----- PROVIDED PASSAGE

Then, miraculously, I broke through some kind of wall.  I credit watching horror movies on the treadmill.  I brought my iPod, plugged it in, and slogged my way through half of Paranormal Activity 3.  Adrenaline helps a lot, I find.  Except for the parts where there was some kind of jumpy scare in the movie, at which point I nearly ate it and then did that look-around-to-see-if-anyone-saw-that thing.  And today I managed to run 7.1 miles with a running group, and it was awesome and I didn't feel like I was going to die or anything, which was amazing. 

So.  A few universal truths about running: 

1.  NOBODY looks good running.  Nearly everyone comes back sniffing, red-faced, with frozen snot and unkempt hair and basically looking seriously beat up.  There are one or two exceptions to this rule, but I find those people are almost universally reviled in the running world.  I don't care if you run an 8:00 pace through a marathon -- unless you look like shit afterwards, people will hate you. 

2.  Running gear is meant to be functional, and as such, is generally not cute.  Very few people look good in hats, storing water-bottles turns you into a grandpa with a fannypack, and the tech shirts made from slippery material will find and garishly highlight whatever random roll of back fat you possess.  The backlash to this is that people tend to wear the most outlandish stuff imaginable.  One woman in our group today wore a knit pig as a hat.

3.  The only exception to the running-gear ugliness?  Compression capris.  Holy shit.  If I could get away with wearing these forever, I would.  I want to wear them to work.  To the grocery store.   To church.  Because compression pants squish everything in, lift everything up, elongate every line.  I have never, ever had much of an ass to work with, but I get into these things and all of a sudden I feel like Beyonce.

----------
----- RECORDS PROVIDED

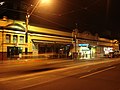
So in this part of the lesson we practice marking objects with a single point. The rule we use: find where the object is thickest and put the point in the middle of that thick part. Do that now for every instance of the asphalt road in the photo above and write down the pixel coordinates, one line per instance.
(104, 79)
(90, 75)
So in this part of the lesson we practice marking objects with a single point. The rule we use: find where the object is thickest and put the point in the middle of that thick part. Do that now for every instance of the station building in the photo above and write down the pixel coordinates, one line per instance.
(41, 40)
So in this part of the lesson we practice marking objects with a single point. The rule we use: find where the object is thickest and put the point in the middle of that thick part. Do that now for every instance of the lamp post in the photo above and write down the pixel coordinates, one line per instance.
(27, 22)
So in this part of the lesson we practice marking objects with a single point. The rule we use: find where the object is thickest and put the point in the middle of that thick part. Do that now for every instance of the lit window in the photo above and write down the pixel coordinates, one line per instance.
(7, 38)
(22, 39)
(14, 38)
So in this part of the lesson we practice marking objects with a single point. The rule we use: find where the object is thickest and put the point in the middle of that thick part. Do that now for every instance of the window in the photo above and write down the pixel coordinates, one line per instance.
(14, 38)
(7, 38)
(21, 39)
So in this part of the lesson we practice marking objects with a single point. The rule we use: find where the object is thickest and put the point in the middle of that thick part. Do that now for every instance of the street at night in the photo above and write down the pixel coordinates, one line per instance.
(59, 45)
(69, 75)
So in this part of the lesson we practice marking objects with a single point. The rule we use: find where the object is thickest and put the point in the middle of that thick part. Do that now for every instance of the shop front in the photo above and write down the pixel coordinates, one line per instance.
(86, 51)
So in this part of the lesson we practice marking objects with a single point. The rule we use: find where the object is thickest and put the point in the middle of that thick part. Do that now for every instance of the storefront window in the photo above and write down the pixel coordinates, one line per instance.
(14, 38)
(7, 38)
(21, 39)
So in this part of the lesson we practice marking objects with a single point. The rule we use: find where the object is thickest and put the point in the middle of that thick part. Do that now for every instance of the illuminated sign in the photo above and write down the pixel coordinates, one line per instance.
(83, 45)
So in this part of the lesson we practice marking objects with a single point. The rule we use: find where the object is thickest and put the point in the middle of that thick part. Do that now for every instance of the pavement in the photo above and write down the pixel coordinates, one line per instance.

----------

• EXERCISE OBJECTIVE: Reproduce the whole text about running word for word. The lines are separate material and have nothing to do with the text about running.

• RESPONSE BOX:
Then, miraculously, I broke through some kind of wall.  I credit watching horror movies on the treadmill.  I brought my iPod, plugged it in, and slogged my way through half of Paranormal Activity 3.  Adrenaline helps a lot, I find.  Except for the parts where there was some kind of jumpy scare in the movie, at which point I nearly ate it and then did that look-around-to-see-if-anyone-saw-that thing.  And today I managed to run 7.1 miles with a running group, and it was awesome and I didn't feel like I was going to die or anything, which was amazing. 

So.  A few universal truths about running: 

1.  NOBODY looks good running.  Nearly everyone comes back sniffing, red-faced, with frozen snot and unkempt hair and basically looking seriously beat up.  There are one or two exceptions to this rule, but I find those people are almost universally reviled in the running world.  I don't care if you run an 8:00 pace through a marathon -- unless you look like shit afterwards, people will hate you. 

2.  Running gear is meant to be functional, and as such, is generally not cute.  Very few people look good in hats, storing water-bottles turns you into a grandpa with a fannypack, and the tech shirts made from slippery material will find and garishly highlight whatever random roll of back fat you possess.  The backlash to this is that people tend to wear the most outlandish stuff imaginable.  One woman in our group today wore a knit pig as a hat.

3.  The only exception to the running-gear ugliness?  Compression capris.  Holy shit.  If I could get away with wearing these forever, I would.  I want to wear them to work.  To the grocery store.   To church.  Because compression pants squish everything in, lift everything up, elongate every line.  I have never, ever had much of an ass to work with, but I get into these things and all of a sudden I feel like Beyonce.